(What you need to do):
a. Reproduce the passage on Topgolf Swing Suites word for word, starting at "It will be the" and ending at "forming those districts.".
b. According to the passage on Topgolf Swing Suites, where in State Farm Arena were the two Swing Suites opened?
━━ Text shown
In Atlanta, the Swing Suites will be part of the Battery district next to SunTrust Park, home of MLB’s Atlanta Braves, and will open at a later date, Jacobs said. 

It will be the second Topgolf installation connected to a sports facility in that market. Last year, State Farm Arena, where the NBA’s Atlanta Hawks play, opened two Swing Suites on the corners of a premium level along the building’s west side. 

For Delaware North, partnering with Topgolf is part of its strategy for finding a niche in the entertainment districts being built near arenas and stadiums, to help drive revenue and keep those facilities active year-round for teams and developers forming those districts.

“We’re looking at how we can play in these developments outside the venue walls, to see whether there’s a role for us,” Jacobs said. “Obviously, we would love to have the bar business (in those districts), but often that’s already been grabbed up. We’re looking for areas we can participate, get a sense of the marketplace and the customer and see how we do.”
━━━━
━━ Information provided
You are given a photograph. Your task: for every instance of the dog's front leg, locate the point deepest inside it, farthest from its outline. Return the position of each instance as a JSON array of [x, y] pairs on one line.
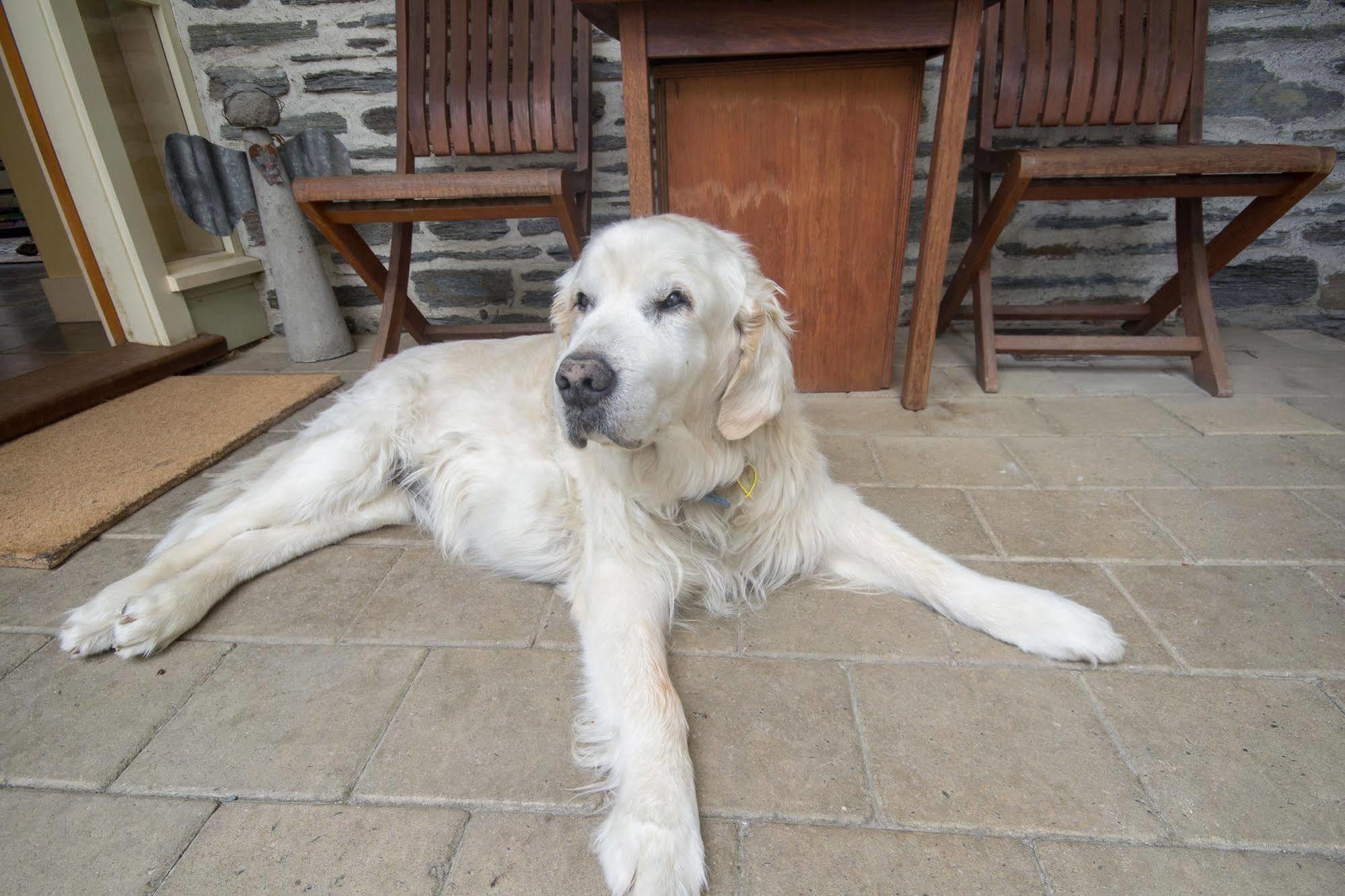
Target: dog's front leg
━━━━
(Answers given):
a.
It will be the second Topgolf installation connected to a sports facility in that market. Last year, State Farm Arena, where the NBA’s Atlanta Hawks play, opened two Swing Suites on the corners of a premium level along the building’s west side. 

For Delaware North, partnering with Topgolf is part of its strategy for finding a niche in the entertainment districts being built near arenas and stadiums, to help drive revenue and keep those facilities active year-round for teams and developers forming those districts.

b. On the corners of a premium level along the building's west side.